*Exercise:* Without the pictures, print each of the records below exactly as it appears.

*Supplied data:*
--- --- ---

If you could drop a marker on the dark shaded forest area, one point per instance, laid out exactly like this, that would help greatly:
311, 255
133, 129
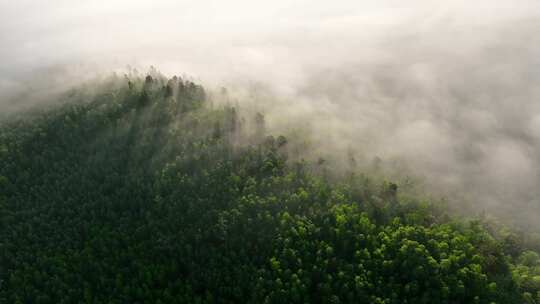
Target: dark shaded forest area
146, 192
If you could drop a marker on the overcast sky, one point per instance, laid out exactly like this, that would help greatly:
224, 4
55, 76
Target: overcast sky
217, 39
451, 88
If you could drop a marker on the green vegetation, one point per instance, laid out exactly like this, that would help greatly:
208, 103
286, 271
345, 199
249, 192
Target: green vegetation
146, 193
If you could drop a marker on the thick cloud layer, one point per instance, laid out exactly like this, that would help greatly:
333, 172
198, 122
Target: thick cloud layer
450, 89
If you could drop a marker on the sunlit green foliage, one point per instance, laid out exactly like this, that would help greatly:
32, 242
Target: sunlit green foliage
148, 194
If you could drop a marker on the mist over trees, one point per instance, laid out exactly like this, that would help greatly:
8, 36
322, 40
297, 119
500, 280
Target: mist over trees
147, 190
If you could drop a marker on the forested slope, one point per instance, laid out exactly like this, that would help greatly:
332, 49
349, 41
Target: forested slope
147, 193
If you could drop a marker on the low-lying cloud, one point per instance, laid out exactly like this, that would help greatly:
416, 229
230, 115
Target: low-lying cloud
450, 89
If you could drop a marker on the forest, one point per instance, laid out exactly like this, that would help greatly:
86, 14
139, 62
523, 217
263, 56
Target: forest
145, 190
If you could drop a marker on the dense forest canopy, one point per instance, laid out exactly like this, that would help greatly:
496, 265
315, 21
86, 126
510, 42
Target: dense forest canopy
144, 191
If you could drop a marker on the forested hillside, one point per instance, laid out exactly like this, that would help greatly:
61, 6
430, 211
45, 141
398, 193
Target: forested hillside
146, 192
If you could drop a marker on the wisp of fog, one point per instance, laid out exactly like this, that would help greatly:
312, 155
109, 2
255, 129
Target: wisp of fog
450, 90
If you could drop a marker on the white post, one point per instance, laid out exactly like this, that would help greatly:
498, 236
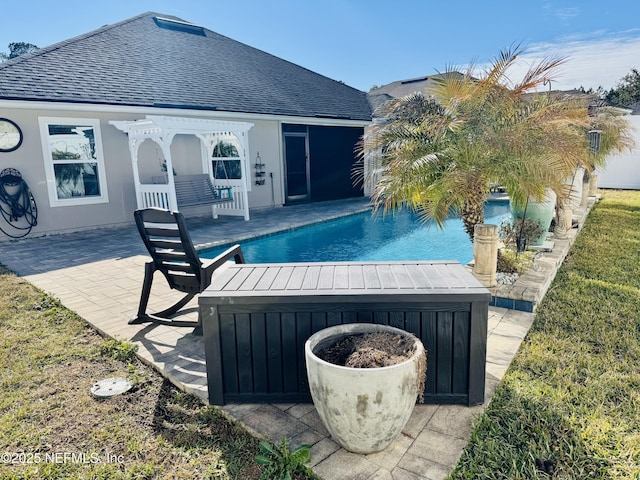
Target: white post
565, 216
485, 253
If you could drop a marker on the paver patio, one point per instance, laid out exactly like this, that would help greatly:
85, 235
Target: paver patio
99, 273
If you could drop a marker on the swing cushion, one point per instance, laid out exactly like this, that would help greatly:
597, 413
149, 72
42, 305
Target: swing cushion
192, 190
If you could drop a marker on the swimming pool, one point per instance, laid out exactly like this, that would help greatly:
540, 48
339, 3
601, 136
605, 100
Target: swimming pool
363, 237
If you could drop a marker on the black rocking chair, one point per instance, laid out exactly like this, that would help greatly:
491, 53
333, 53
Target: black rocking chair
167, 239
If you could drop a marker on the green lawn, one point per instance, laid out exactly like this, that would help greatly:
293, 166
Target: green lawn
51, 427
571, 397
570, 401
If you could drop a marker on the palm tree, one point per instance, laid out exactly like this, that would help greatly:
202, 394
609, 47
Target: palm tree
441, 151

--- --- ---

*Output for this exercise:*
If you could drop a marker on the dark shaded forest area, one point per instance, laid out exactly like this, that would help greatly:
311, 255
133, 129
Target: dark shaded forest area
146, 192
If you could drop a marker on the overcast sky, one point per instance, laid out exactly like this, that would help greatly:
224, 4
55, 76
Target: overcast sky
217, 39
451, 88
If you could drop a marker on the green vegetation, one point per instance, laid out exactly like this, that would help greatly:
208, 103
286, 271
345, 199
249, 192
Target: green vegetation
146, 193
If you could drop a marker on the thick cloud layer, one point per instance, laid out exactly like this, that would help greatly:
333, 172
198, 122
Target: thick cloud layer
450, 89
If you could drop a marker on the sunlit green foliage, one point per instance, laid out exactly like this, that would help greatly:
32, 242
Target: sunlit green foliage
148, 194
If you could drop a marker on the mist over trees, one point per instance, laid out exactly like this, that would help greatly:
8, 36
322, 40
297, 119
500, 280
Target: mist over trees
147, 190
If you could drop a marker on the forested slope, one point per instance, laid out exactly like this, that would help greatly:
332, 49
349, 41
Target: forested slope
147, 193
If you could drop a marker on the low-lying cloud, one point per instance, laid out exactly like this, that would help greatly:
416, 229
230, 115
Target: low-lying cloud
450, 89
If you could drop a marker on the forest, one point per instance, laid out exactly like this, that would help greatly:
86, 14
139, 62
523, 217
263, 56
Target: forest
145, 190
If you could drop a marker on the dense forest canopy, one point per instance, laid out exactly like this, that would help greatly:
496, 265
315, 21
86, 126
510, 42
Target: dense forest canopy
144, 191
If you could drop a marker on the forested hillside, one point per instance, laid out exactly like this, that would help greatly:
61, 6
430, 211
45, 141
398, 193
Target: forested hillside
146, 192
If you could drop a marker on the wisp of fog, one point per instance, laid out exactly like this, that would help greatly:
312, 155
109, 2
255, 129
Target: wisp of fog
450, 90
If you could drop a marker on the white post, one point per instance, laid out exactly like this, that would help greatly:
498, 236
Target: white post
565, 216
485, 253
If you could drop a marker on the paver patio, one point per instance, laid out exactly like this, that would help greatly:
85, 235
Target: paver patio
99, 273
If you could drop a marker on the swing cushion, one point per instance, laid out exactly like this, that would help greatly:
597, 413
149, 72
42, 305
Target: swing cushion
192, 190
If you could drop a marker on the swimming pool, one point per instance, laid out exactly like this, that would help greatly:
540, 48
339, 3
601, 136
605, 100
Target: swimming pool
363, 237
If you could drop a marker on the black rocking chair, one point per instance, laid out exactly like this, that would help greatly:
491, 53
333, 53
Target: black rocking chair
167, 239
If you could drop a marker on the green lawn, one point per instance, laid out exactly like this, that would help greatly:
293, 166
Target: green lawn
51, 427
571, 397
570, 401
If you could drop a marker on the palm tree, one point per instance, laid out exactly like this, that would help greatly:
202, 394
609, 47
Target: palm tree
441, 151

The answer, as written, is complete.